> _FRAGMENTO DEL DOCUMENTO_:
···

La pandemia es un desastre sin paliativos. Dicho esto, se pueden apreciar algunas de sus consecuencias. La primera, el hundimiento de una economía en precario: la del sector turístico. Buena parte de su mano de obra está mal pagada y dispone únicamente de contratos temporales. Y eso ocurre tanto en algunas cadenas hoteleras como en tiendecillas en las que se puede encontrar mucho souvenir tópico de casi todo el mundo y menos recuerdos interesantes y con valor añadido de la propia ciudad de Barcelona. Y es que hasta la llegada del virus, el mundo se había hecho más pequeño y muy parecido en todas partes. Casi ni valía la pena viajar para ver lo mismo o, como se puede leer en una tienda de Éfeso: “Aquí se venden falsificaciones auténticas”.

En estos tiempos sufre todo el comercio, pero sobrevive mejor el del de proximidad, incluso ahora cuando cualquiera puede andar por toda Barcelona y acudir a comprar al mercado que prefiera. Hasta se puede ir a la Boqueria, cosa que no ocurría desde hace años, porque era territorio colonizado por un ejército extranjero armado de cámaras y móviles.

Se hunden los chiringuitos de la Rambla y decaen bares de a tropecientas la cerveza, al tiempo que entran en crisis algunos establecimientos del paseo de Gràcia o del entorno de Sagrada Família. Allá se las compongan los propietarios que apostaron al dinero rápido con servicios de calidad dudosa. Mejor será que dejen paso a empresarios que sean capaces de mirar a largo plazo, de buscar al cliente y fidelizarlo en lugar de expulsarlo para que deje sitio a un guiri al que se puede explotar porque tampoco va a volver.

···

> _Entradas del conjunto de datos_:
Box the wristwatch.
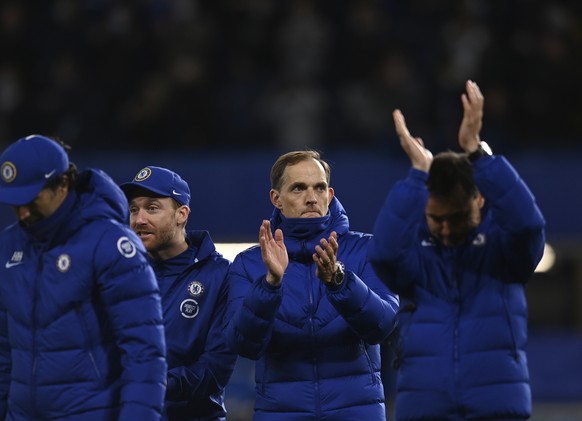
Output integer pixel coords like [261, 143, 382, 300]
[467, 142, 493, 162]
[329, 260, 346, 289]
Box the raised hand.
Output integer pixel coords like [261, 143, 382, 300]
[312, 231, 339, 284]
[392, 109, 432, 172]
[259, 220, 289, 286]
[459, 80, 485, 153]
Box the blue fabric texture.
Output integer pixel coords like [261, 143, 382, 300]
[370, 156, 545, 421]
[152, 230, 237, 421]
[225, 198, 398, 421]
[0, 169, 167, 421]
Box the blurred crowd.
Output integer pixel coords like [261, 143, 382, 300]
[0, 0, 582, 152]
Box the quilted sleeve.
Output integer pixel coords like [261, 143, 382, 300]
[93, 224, 167, 421]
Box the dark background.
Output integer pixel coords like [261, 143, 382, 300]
[0, 0, 582, 421]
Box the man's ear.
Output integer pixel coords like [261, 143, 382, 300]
[176, 205, 190, 225]
[269, 189, 282, 209]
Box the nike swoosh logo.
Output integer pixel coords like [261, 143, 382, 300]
[5, 262, 24, 269]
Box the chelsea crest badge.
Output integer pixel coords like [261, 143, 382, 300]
[188, 281, 204, 297]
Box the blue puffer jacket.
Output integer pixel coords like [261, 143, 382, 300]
[226, 198, 398, 421]
[0, 170, 166, 421]
[152, 230, 237, 421]
[370, 156, 545, 421]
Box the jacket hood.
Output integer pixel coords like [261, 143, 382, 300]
[21, 169, 129, 246]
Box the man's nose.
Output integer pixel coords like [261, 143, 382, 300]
[307, 189, 317, 203]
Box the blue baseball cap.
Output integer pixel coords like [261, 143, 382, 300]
[0, 134, 69, 206]
[119, 165, 190, 206]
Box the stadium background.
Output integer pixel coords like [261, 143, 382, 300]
[0, 0, 582, 421]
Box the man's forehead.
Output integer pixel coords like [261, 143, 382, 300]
[283, 159, 327, 184]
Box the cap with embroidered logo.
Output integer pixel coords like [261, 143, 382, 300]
[0, 134, 69, 206]
[119, 165, 190, 206]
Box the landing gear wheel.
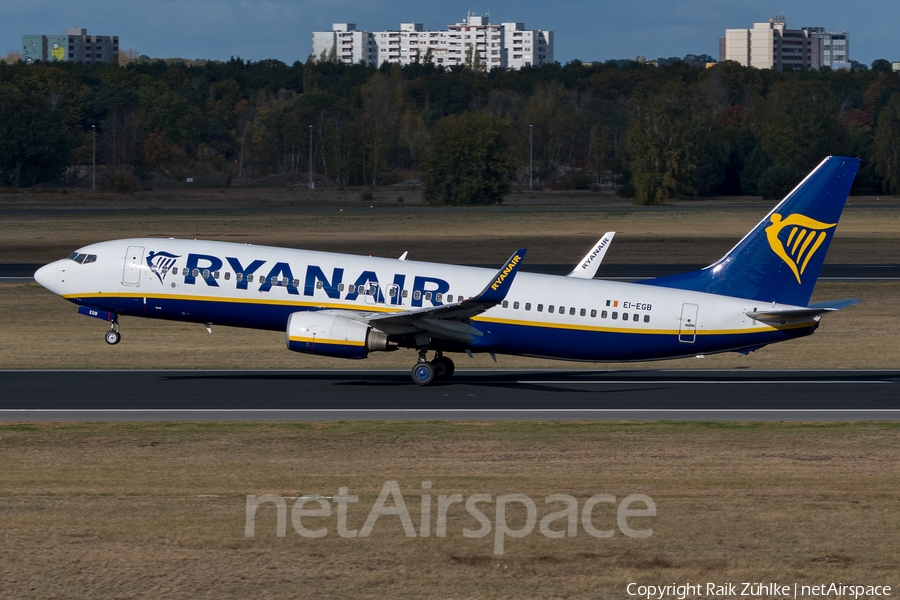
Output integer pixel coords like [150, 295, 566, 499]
[431, 356, 456, 381]
[412, 362, 436, 385]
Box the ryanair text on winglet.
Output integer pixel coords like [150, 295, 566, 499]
[491, 254, 521, 291]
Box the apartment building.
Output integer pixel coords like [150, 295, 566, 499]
[719, 17, 850, 71]
[22, 29, 119, 64]
[313, 13, 553, 70]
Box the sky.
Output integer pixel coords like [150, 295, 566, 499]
[0, 0, 900, 64]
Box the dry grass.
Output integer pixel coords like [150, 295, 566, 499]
[0, 189, 900, 264]
[0, 188, 900, 368]
[0, 422, 900, 598]
[0, 282, 900, 369]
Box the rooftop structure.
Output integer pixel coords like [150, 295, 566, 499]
[313, 13, 553, 70]
[719, 17, 850, 71]
[22, 29, 119, 64]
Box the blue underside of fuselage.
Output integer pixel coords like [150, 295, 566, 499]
[69, 296, 815, 362]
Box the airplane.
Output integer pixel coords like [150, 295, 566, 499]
[35, 156, 859, 385]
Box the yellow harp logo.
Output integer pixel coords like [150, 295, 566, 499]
[766, 213, 837, 283]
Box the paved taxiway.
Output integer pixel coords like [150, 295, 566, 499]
[0, 263, 900, 283]
[0, 369, 900, 421]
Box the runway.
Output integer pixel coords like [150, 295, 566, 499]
[0, 369, 900, 421]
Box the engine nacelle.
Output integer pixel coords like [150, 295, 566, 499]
[287, 311, 390, 358]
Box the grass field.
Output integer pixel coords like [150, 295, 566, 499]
[0, 422, 900, 598]
[0, 189, 900, 599]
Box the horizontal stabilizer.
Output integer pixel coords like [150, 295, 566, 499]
[566, 231, 616, 279]
[639, 156, 859, 306]
[747, 300, 862, 323]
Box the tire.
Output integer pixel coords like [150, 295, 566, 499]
[431, 356, 456, 381]
[412, 362, 435, 385]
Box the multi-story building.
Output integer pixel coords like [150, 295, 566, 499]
[22, 29, 119, 64]
[313, 13, 553, 70]
[719, 17, 850, 71]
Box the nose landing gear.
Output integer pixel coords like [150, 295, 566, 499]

···

> _DESCRIPCIÓN DE TAREA_: Transcriba sin alteraciones el pasaje del texto sobre el turismo en Barcelona que se inicia con las palabras "Se hunden los" y concluye con "va a volver.".

> _SU RESPUESTA_:
Se hunden los chiringuitos de la Rambla y decaen bares de a tropecientas la cerveza, al tiempo que entran en crisis algunos establecimientos del paseo de Gràcia o del entorno de Sagrada Família. Allá se las compongan los propietarios que apostaron al dinero rápido con servicios de calidad dudosa. Mejor será que dejen paso a empresarios que sean capaces de mirar a largo plazo, de buscar al cliente y fidelizarlo en lugar de expulsarlo para que deje sitio a un guiri al que se puede explotar porque tampoco va a volver.